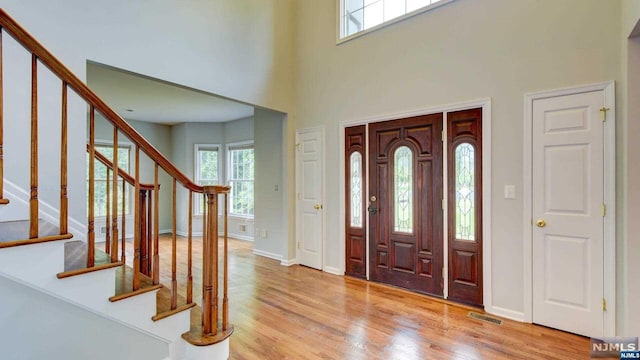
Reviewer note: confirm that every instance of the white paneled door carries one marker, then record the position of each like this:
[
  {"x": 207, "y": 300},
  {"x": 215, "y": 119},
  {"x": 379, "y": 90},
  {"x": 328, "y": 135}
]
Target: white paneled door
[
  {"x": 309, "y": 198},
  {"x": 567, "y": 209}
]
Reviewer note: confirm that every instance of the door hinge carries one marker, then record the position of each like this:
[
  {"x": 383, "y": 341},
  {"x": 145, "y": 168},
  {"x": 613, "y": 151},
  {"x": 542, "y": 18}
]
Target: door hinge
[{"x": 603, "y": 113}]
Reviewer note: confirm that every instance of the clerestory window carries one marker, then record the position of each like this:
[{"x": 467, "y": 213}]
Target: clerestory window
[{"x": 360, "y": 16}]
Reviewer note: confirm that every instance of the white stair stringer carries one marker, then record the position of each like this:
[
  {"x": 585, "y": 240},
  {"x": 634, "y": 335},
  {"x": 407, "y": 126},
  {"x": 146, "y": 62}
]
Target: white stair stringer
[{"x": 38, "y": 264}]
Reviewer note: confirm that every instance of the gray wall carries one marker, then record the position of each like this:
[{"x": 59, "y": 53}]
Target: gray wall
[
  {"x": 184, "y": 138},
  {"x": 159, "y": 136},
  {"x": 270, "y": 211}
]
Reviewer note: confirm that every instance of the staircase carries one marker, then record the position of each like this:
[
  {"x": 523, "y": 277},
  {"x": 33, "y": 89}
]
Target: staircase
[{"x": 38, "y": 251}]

-------------------------

Aim of the task
Rewrite the lines from the one containing "Reviewer note: confirm that every instance of the staircase" through the end of the records, requests included, and raise every x and y coordinate in the answers by 91.

Response to this exercise
Reviewer note: confirm that every instance of the staircase carries one marker, then record the position of each like this:
[
  {"x": 523, "y": 277},
  {"x": 33, "y": 89}
]
Target: staircase
[{"x": 129, "y": 342}]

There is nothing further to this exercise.